- Page extract
□ □ □ □ □ □ □

If things people write on the internet are a good barometer for the collective consciousness, absolutely no one was disappointed to see January come to an end. While the latter portion of winter is always rough for me, I don’t remember past Januarys feeling quite this gloomy. For much of the month I found it challenging to create magic or even come up with ways to spend time together that don’t involve folding laundry or yelling at the kids to stop vaulting onto the couch.
I always feel a strong pull to make the most of the most of our weekends because I feel like we get so little family time. Every weekday morning and evening is a scramble (although that doesn’t mean that I’m not grateful for the additional time I have without a 1.25 hour commute from NYC) so those precious weekend hours feel far too few and carry tremendous emotional weight for me. I’m constantly thinking about how quickly they’re growing up and how important this time is. The twins will be three in a few short weeks, and the other day Jude refused to hold my hand as we walked out of the fabric store because we weren’t technically in the parking lot yet, and he’s a “big boy” now (because he’s very recently potty trained – the last baby to do so).

□ □ □ □ □ □ □

- Source data
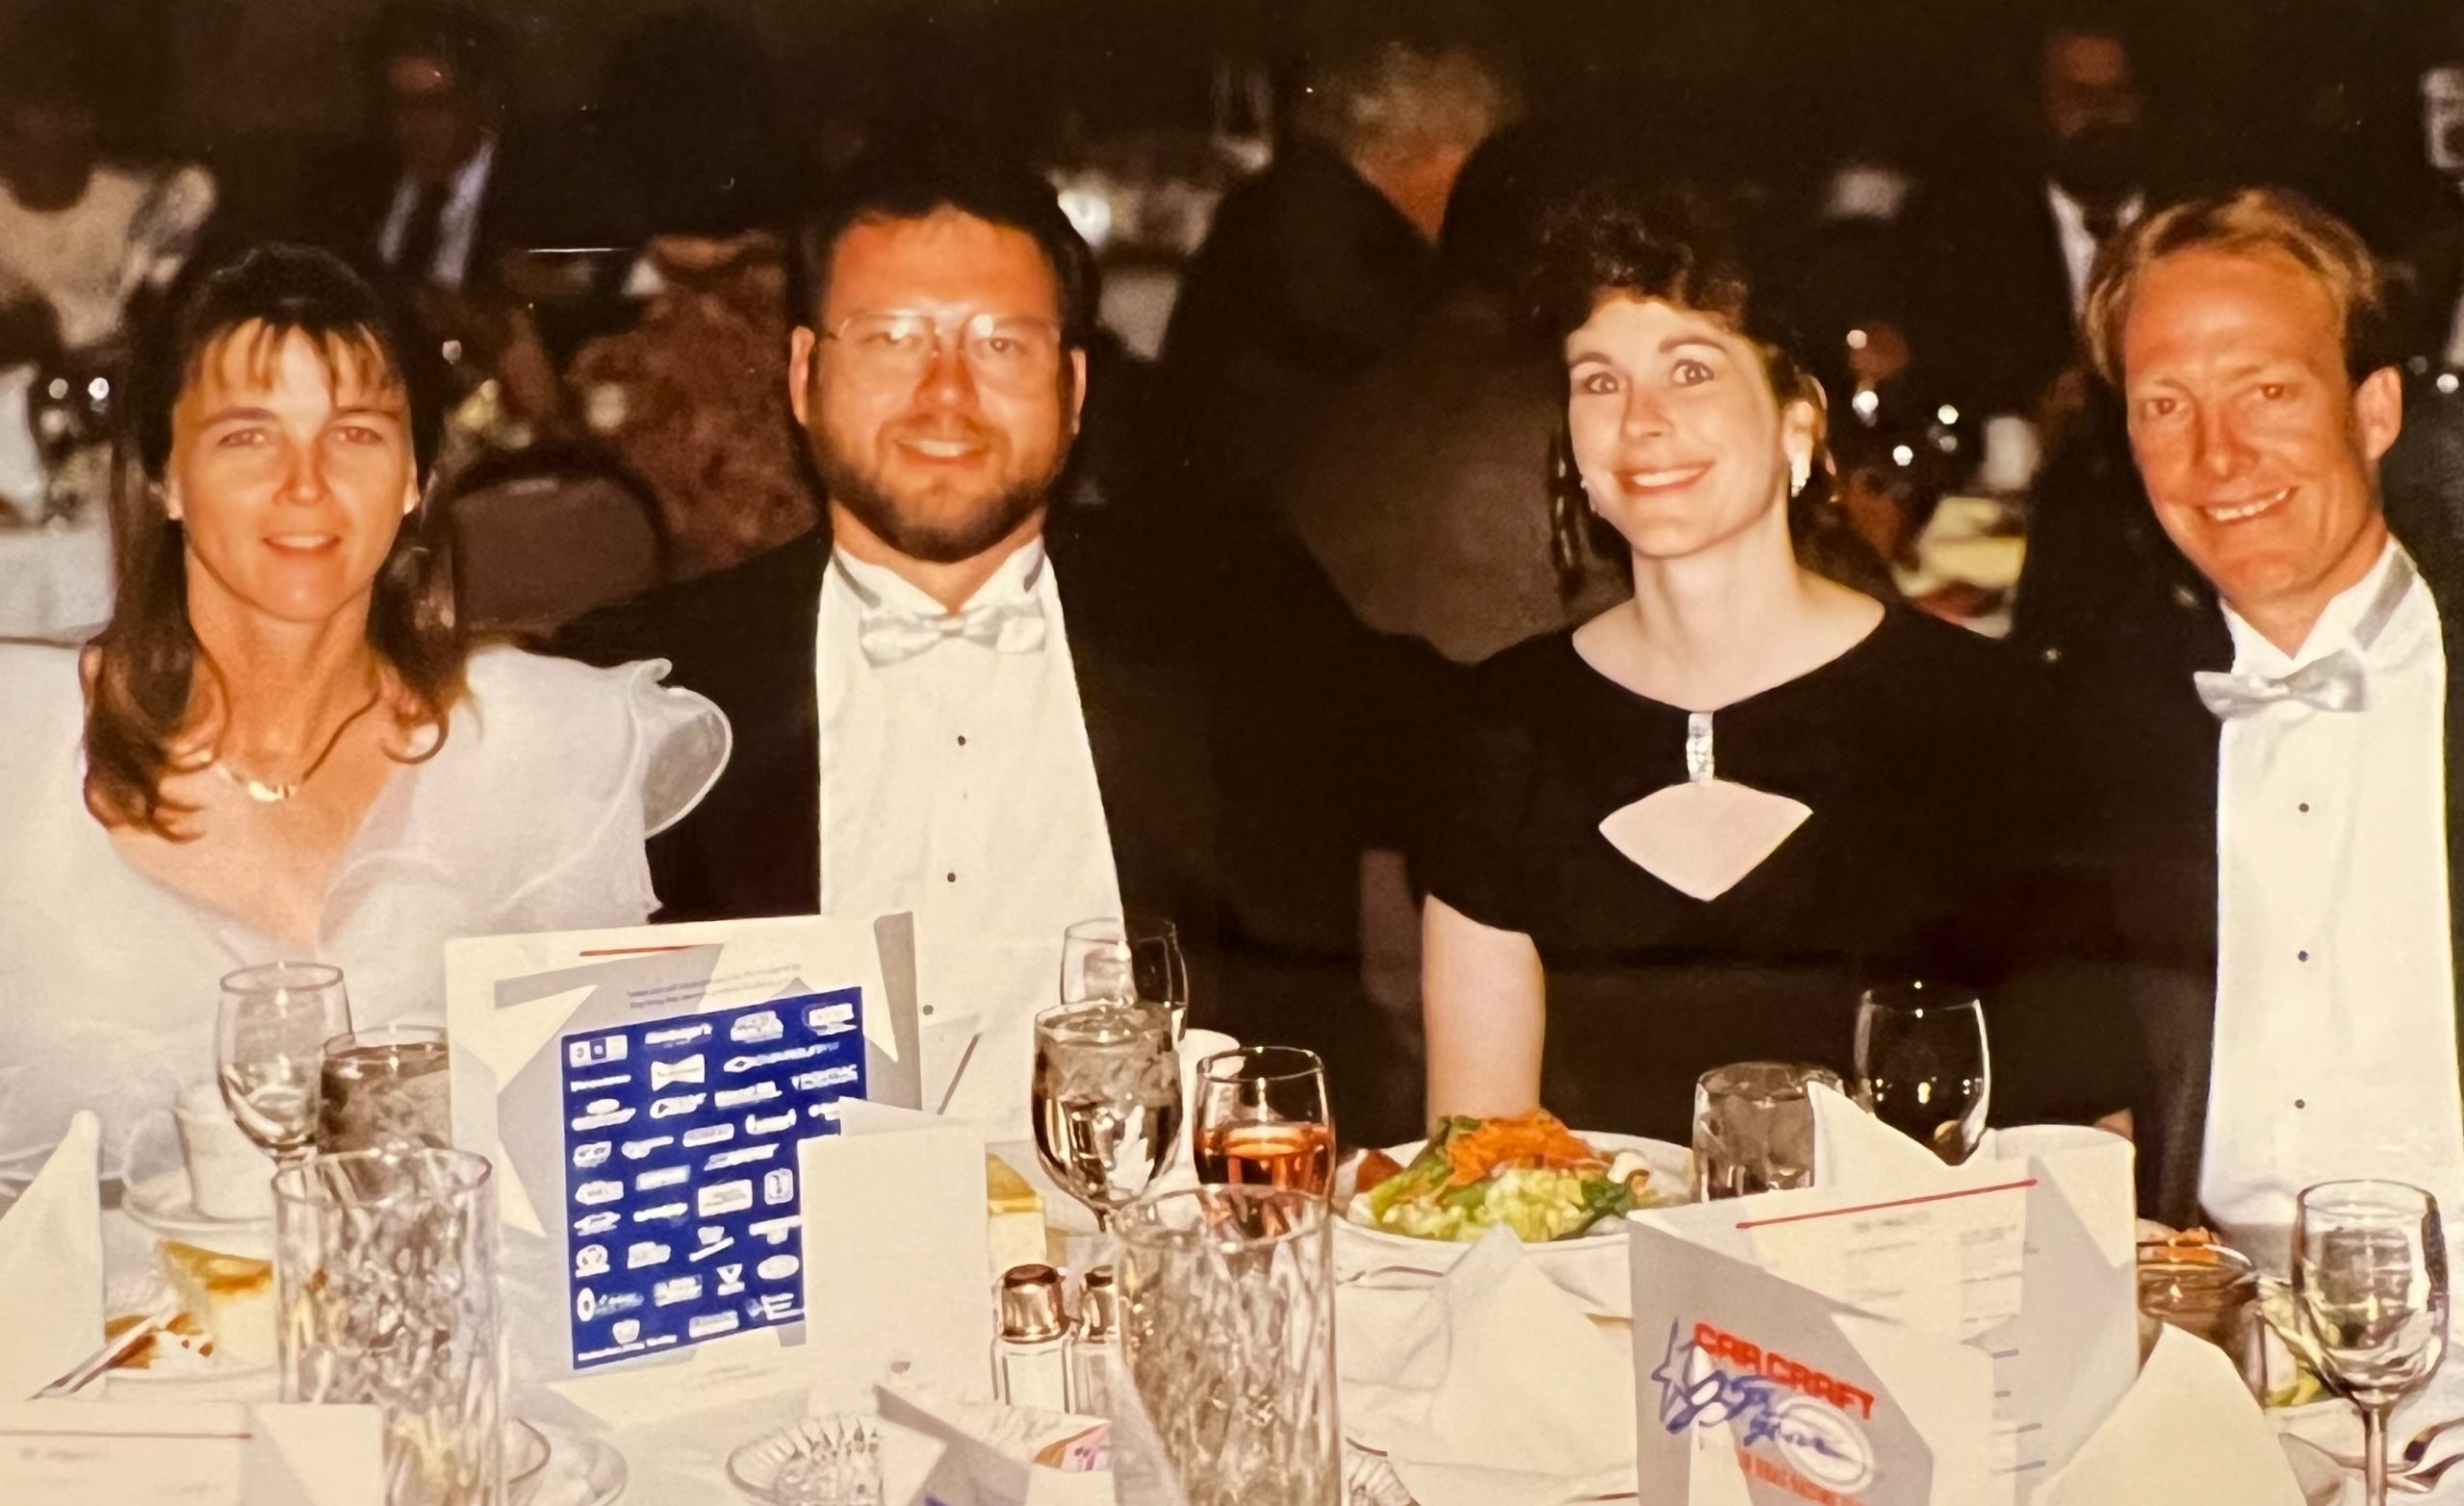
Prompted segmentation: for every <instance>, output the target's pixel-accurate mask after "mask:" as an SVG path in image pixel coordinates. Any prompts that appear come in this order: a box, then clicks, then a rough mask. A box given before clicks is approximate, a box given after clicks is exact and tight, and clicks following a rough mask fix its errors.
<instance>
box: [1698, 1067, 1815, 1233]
mask: <svg viewBox="0 0 2464 1506" xmlns="http://www.w3.org/2000/svg"><path fill="white" fill-rule="evenodd" d="M1816 1082H1821V1085H1823V1087H1831V1089H1838V1085H1841V1080H1838V1072H1831V1070H1828V1067H1806V1065H1799V1062H1737V1065H1732V1067H1712V1070H1710V1072H1703V1080H1700V1082H1695V1134H1693V1141H1695V1186H1693V1193H1695V1200H1698V1203H1700V1200H1708V1198H1745V1195H1752V1193H1772V1191H1779V1188H1806V1186H1814V1097H1811V1089H1814V1085H1816Z"/></svg>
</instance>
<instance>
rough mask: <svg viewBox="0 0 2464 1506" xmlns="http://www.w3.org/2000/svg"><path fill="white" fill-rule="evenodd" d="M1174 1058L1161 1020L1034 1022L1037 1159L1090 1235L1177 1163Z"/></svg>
mask: <svg viewBox="0 0 2464 1506" xmlns="http://www.w3.org/2000/svg"><path fill="white" fill-rule="evenodd" d="M1178 1139H1180V1057H1178V1055H1175V1052H1173V1030H1170V1023H1168V1020H1165V1016H1163V1013H1161V1011H1153V1008H1146V1006H1143V1003H1124V1001H1094V1003H1064V1006H1060V1008H1047V1011H1042V1013H1040V1016H1035V1151H1037V1158H1040V1161H1042V1163H1045V1171H1047V1173H1050V1176H1052V1181H1055V1183H1057V1186H1060V1188H1064V1191H1067V1193H1069V1195H1072V1198H1077V1200H1079V1203H1084V1205H1087V1210H1089V1213H1094V1223H1096V1230H1109V1227H1111V1215H1114V1213H1119V1210H1121V1208H1124V1205H1126V1203H1131V1200H1133V1198H1136V1195H1138V1193H1143V1191H1146V1186H1148V1183H1151V1181H1156V1178H1158V1176H1163V1168H1165V1166H1170V1163H1173V1146H1175V1144H1178Z"/></svg>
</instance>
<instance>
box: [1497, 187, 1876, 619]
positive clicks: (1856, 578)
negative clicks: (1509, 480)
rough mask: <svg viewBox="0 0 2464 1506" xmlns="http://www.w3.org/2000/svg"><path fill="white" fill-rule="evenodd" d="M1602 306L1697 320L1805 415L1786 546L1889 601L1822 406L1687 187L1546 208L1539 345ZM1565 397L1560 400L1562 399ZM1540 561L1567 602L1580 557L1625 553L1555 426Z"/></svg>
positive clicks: (1800, 557)
mask: <svg viewBox="0 0 2464 1506" xmlns="http://www.w3.org/2000/svg"><path fill="white" fill-rule="evenodd" d="M1604 298H1648V301H1658V303H1668V306H1673V308H1685V311H1690V313H1703V315H1708V318H1712V320H1717V323H1722V325H1727V328H1730V330H1735V333H1737V335H1745V340H1747V343H1749V345H1752V348H1754V352H1757V355H1759V357H1762V372H1764V377H1769V382H1772V397H1774V399H1779V407H1789V404H1796V402H1804V404H1809V407H1811V409H1814V471H1811V476H1809V478H1806V486H1804V488H1799V490H1796V495H1791V498H1789V537H1791V540H1794V545H1796V557H1799V560H1801V562H1804V564H1806V567H1809V569H1814V572H1818V574H1823V577H1831V579H1836V582H1841V584H1846V587H1853V589H1858V592H1865V594H1870V596H1882V599H1892V596H1897V589H1895V587H1892V579H1890V569H1887V567H1885V564H1882V560H1880V557H1878V555H1875V552H1873V547H1870V545H1865V540H1863V537H1858V532H1855V530H1853V527H1850V525H1848V518H1846V513H1843V510H1841V505H1838V500H1836V498H1838V468H1836V466H1833V458H1831V441H1828V424H1831V404H1828V399H1826V397H1823V385H1821V382H1818V380H1816V377H1814V372H1811V370H1809V367H1806V362H1804V360H1799V357H1796V352H1794V345H1796V338H1794V330H1791V325H1789V320H1786V313H1784V311H1781V308H1779V303H1777V301H1772V298H1764V296H1759V293H1757V286H1754V276H1752V271H1749V266H1747V259H1745V254H1742V251H1740V249H1737V239H1735V232H1732V229H1730V227H1727V222H1725V219H1722V217H1720V214H1715V212H1712V210H1710V205H1708V202H1705V200H1703V195H1698V192H1693V190H1688V187H1666V185H1639V182H1626V180H1594V182H1589V185H1584V187H1579V190H1574V192H1570V195H1565V197H1560V200H1557V202H1555V205H1550V207H1547V212H1545V214H1542V217H1540V234H1538V244H1535V251H1533V261H1530V271H1528V274H1525V308H1528V315H1530V320H1533V323H1535V325H1538V328H1540V333H1545V335H1547V340H1550V343H1562V340H1565V338H1567V335H1572V333H1574V330H1579V328H1582V325H1584V323H1587V320H1589V318H1592V311H1594V308H1599V303H1602V301H1604ZM1570 397H1572V394H1570ZM1547 486H1550V557H1552V562H1555V567H1557V579H1560V584H1562V587H1565V589H1567V592H1572V589H1574V587H1577V584H1579V582H1582V574H1584V569H1582V567H1584V555H1587V552H1592V555H1607V557H1611V560H1624V562H1631V555H1629V552H1626V542H1624V540H1621V537H1619V535H1616V530H1611V527H1609V525H1607V523H1602V520H1599V515H1597V513H1592V510H1589V503H1587V498H1584V490H1582V473H1579V471H1577V468H1574V446H1572V439H1570V434H1567V429H1565V424H1562V421H1560V426H1557V441H1555V446H1552V454H1550V483H1547Z"/></svg>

□ □ □ □ □ □ □

- Task requirements
1. Answer these questions from the blog post about January:
(a) How long a commute from NYC does the writer say they no longer have?
(b) How old will the twins turn in a few short weeks?
(c) What store was Jude walking out of when he refused to hold hands?
2. Write out the part of the blog post about January that starts at the words "I always feel" and ends after "baby to do so).".
3. Extend the blog post about January, picking up right after its final sentence.

- Task-by-task answers
1.
(a) 1.25 hours
(b) Three
(c) The fabric store

2.
I always feel a strong pull to make the most of the most of our weekends because I feel like we get so little family time. Every weekday morning and evening is a scramble (although that doesn’t mean that I’m not grateful for the additional time I have without a 1.25 hour commute from NYC) so those precious weekend hours feel far too few and carry tremendous emotional weight for me. I’m constantly thinking about how quickly they’re growing up and how important this time is. The twins will be three in a few short weeks, and the other day Jude refused to hold my hand as we walked out of the fabric store because we weren’t technically in the parking lot yet, and he’s a “big boy” now (because he’s very recently potty trained – the last baby to do so).

3.
The constant cold temperatures make spending time outside less appealing even though every part of me is craving nature. And the short winter daylight (even though Jonah reminded me today, as I wiped tears of frustration, that the days are getting longer) feel like family time hours are being stolen from me and I want to demand them back. Some of my frustration is about light for photography. Our house isn’t great for indoor photos; the windows face the wrong way (save for the full bath which gets nice afternoon light, but that’s not useful) we’re pretty heavily shaded, and I have a tendency to connect moments that photograph well with time well spent (which I know is silly).
As I cried again this weekend, angry at myself for not taking the right steps to cue up magical quality family time, Kristin asked what makes time “quality” for me. The question stopped me because I’m not sure that I know exactly. On the spot, I told her that I think it usually involves us all being engaged in the same activity with enough time and space and focus to really be present in whatever we’re doing. I prefer activities in which the kids don’t all scatter in different directions (which often happens in museums and indoor play places) but somehow it bothers me less when we’re outdoors. If we’re all enjoying nature together I’m fine with a little bit of curious wandering.

Filling her pockets with treasures. This might have been the trip that resulted in this haul.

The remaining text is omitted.